Dataset excerpt
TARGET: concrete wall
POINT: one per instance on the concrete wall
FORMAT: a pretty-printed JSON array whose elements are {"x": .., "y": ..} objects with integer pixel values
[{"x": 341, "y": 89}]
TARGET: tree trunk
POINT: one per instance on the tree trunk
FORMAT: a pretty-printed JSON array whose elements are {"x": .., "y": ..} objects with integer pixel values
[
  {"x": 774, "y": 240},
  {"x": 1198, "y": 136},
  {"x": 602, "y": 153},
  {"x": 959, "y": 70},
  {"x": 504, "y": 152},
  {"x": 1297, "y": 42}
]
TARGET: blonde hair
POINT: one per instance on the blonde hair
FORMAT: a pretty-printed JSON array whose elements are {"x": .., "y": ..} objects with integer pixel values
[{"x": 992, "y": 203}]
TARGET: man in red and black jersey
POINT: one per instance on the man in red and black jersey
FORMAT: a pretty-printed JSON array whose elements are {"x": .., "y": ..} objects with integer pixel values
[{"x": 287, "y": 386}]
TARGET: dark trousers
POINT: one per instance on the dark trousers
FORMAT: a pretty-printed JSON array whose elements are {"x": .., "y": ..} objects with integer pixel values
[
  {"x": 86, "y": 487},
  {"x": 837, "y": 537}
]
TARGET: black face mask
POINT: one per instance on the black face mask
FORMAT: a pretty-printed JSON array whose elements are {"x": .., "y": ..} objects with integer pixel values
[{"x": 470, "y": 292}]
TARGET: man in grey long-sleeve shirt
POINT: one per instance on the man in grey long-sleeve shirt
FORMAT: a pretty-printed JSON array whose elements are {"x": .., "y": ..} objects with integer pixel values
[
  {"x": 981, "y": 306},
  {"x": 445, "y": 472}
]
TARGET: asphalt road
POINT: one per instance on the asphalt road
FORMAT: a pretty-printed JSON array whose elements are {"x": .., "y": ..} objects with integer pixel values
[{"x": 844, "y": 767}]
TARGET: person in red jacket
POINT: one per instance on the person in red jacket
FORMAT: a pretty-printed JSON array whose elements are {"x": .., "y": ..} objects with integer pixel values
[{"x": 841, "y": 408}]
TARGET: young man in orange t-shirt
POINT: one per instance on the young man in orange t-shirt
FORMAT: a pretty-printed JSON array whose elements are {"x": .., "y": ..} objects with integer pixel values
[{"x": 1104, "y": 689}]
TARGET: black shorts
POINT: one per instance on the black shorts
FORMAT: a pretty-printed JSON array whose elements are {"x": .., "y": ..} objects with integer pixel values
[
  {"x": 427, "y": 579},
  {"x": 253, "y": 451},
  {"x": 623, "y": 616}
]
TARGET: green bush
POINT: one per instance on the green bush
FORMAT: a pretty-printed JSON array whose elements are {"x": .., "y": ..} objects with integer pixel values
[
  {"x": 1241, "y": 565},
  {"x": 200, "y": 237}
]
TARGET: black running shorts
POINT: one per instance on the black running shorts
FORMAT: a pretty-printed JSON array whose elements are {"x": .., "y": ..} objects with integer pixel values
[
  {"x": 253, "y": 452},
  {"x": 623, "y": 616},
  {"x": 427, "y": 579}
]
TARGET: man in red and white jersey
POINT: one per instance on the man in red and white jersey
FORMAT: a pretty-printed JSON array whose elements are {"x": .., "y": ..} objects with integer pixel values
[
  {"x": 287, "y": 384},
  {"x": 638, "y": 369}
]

To do: Extract all the lines of the listing above and reproduce them verbatim, without changing any character.

The reply:
TARGET: concrete wall
POINT: one per instance on the concrete wall
FORMAT: a pretty-printed JSON array whose elements are {"x": .., "y": ..} objects with integer pixel values
[{"x": 341, "y": 89}]
TARGET: tree trunk
POINT: one per instance on the tree trunk
FORMAT: a pretty-printed JSON array whose elements are {"x": .., "y": ..} objects with integer pixel values
[
  {"x": 774, "y": 240},
  {"x": 1198, "y": 136},
  {"x": 602, "y": 153},
  {"x": 959, "y": 70},
  {"x": 504, "y": 152},
  {"x": 1297, "y": 42}
]
TARGET: blonde hair
POINT: one per instance on the blonde hair
FORMAT: a pretty-printed JSON array whose elements are {"x": .., "y": ..} objects with integer pixel values
[{"x": 992, "y": 203}]
TARGET: man in red and black jersey
POINT: one per instance on the man in red and black jersey
FORMAT: a pretty-printed JSON array whose elements are {"x": .., "y": ..} objects with integer pixel values
[{"x": 287, "y": 386}]
TARGET: dark trousers
POINT: one per instance on the dark trousers
FORMAT: a pretty-printed JSON array whose elements are {"x": .., "y": ..} objects with integer pixel values
[
  {"x": 86, "y": 487},
  {"x": 837, "y": 537}
]
TARGET: black face mask
POINT: one per instance on the black face mask
FORMAT: a pretty-printed JSON array whose elements are {"x": .., "y": ..} objects with integer pixel values
[{"x": 470, "y": 292}]
TARGET: man in grey long-sleeve shirt
POINT: one per instance on the man in grey long-sleeve shirt
FORMAT: a pretty-printed JSON array whose elements are {"x": .., "y": ..} objects with integer pixel values
[
  {"x": 981, "y": 306},
  {"x": 445, "y": 472}
]
TARGET: asphalt road
POINT: one per instance on the asphalt road
FORMAT: a pretty-printed JSON array whose elements are {"x": .., "y": ..} objects with integer pixel values
[{"x": 844, "y": 767}]
TARGET: person in red jacket
POINT: one per instance on the person in red jacket
FORMAT: a pretty-printed JSON array whose elements are {"x": .., "y": ..} objects with integer pixel values
[{"x": 841, "y": 408}]
TARGET: young man in orange t-shirt
POINT: one per instance on the young man in orange t-shirt
FORMAT: a pretty-printed JSON array whose elements are {"x": .., "y": ..} objects with integer pixel values
[{"x": 1104, "y": 689}]
TARGET: black shorts
POINT: one per instance on the black shorts
FORMAT: a pretty-printed JSON array whose elements are {"x": .., "y": ..} objects with integer pixel values
[
  {"x": 427, "y": 579},
  {"x": 253, "y": 451},
  {"x": 623, "y": 616}
]
TARGET: green bush
POINT: one per instance on the green bush
FORMAT: a pretty-printed JSON array whose elements are {"x": .., "y": ..} objects with integer pixel values
[
  {"x": 1241, "y": 565},
  {"x": 200, "y": 237}
]
TARGET: black running shorts
POINT: one per instance on the black running shorts
FORMAT: a pretty-printed JSON array whose elements are {"x": .., "y": ..} objects with integer pixel values
[
  {"x": 253, "y": 452},
  {"x": 623, "y": 616},
  {"x": 427, "y": 579}
]
TARGET: man in red and white jersey
POINT: one per instance on the man in red and white jersey
FORMAT: a pretty-printed JSON array whose elements are {"x": .., "y": ..} objects with integer pixel values
[
  {"x": 287, "y": 384},
  {"x": 638, "y": 369}
]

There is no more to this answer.